Give every line of the rows below as a Markdown table with the columns "No." and "Line", numbering the lines in order and leaving out blank ones.

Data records
####
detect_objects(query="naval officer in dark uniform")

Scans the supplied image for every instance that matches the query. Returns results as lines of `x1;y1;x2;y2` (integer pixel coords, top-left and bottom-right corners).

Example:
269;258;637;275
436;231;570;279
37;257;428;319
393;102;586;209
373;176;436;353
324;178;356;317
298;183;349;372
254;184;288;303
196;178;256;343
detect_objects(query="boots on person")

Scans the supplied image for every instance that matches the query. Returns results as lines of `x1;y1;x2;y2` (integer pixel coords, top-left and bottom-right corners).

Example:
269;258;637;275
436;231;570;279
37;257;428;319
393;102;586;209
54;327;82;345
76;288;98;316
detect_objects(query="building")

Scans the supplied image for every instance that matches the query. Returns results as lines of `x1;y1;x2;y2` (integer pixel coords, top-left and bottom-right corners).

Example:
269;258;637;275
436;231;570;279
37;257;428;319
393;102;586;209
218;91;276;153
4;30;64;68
####
* **Written response**:
| No. | Line |
|---|---|
| 1 | detect_objects(query="naval officer in dark uniform") |
| 2 | Scans the supplied image for every instance that matches the query. Returns results as lines of `x1;y1;x2;y2` (integer pixel coords, top-left and bottom-right corners). |
| 3 | Example: |
| 4 | 269;258;637;275 |
| 5 | 436;231;570;279 |
| 6 | 37;257;428;319 |
| 7 | 393;102;586;209 |
| 8 | 373;176;436;353 |
| 9 | 324;178;356;317 |
| 10 | 298;183;349;372 |
| 11 | 254;184;288;303 |
| 12 | 196;178;256;343 |
| 13 | detect_objects(query="boots on person") |
| 14 | Scans the supplied image for every instance that matches the query. Returns results as lines of `x1;y1;x2;y2` (integer pixel coords, top-left and bottom-right corners). |
| 15 | Example: |
| 16 | 269;258;637;275 |
| 17 | 436;231;570;279 |
| 18 | 37;257;428;319 |
| 19 | 393;102;586;209 |
| 20 | 54;327;82;345 |
| 21 | 76;288;98;316 |
| 22 | detect_objects(query="building") |
| 23 | Scans the supplied image for every instance that matches the query. Returns results as lines of `x1;y1;x2;y2` (integer pixel coords, top-left and bottom-right corners). |
| 24 | Example: |
| 25 | 269;258;637;275 |
| 26 | 436;231;570;279 |
| 27 | 37;257;428;319 |
| 28 | 393;102;586;209 |
| 29 | 218;91;276;153 |
| 30 | 4;30;64;68 |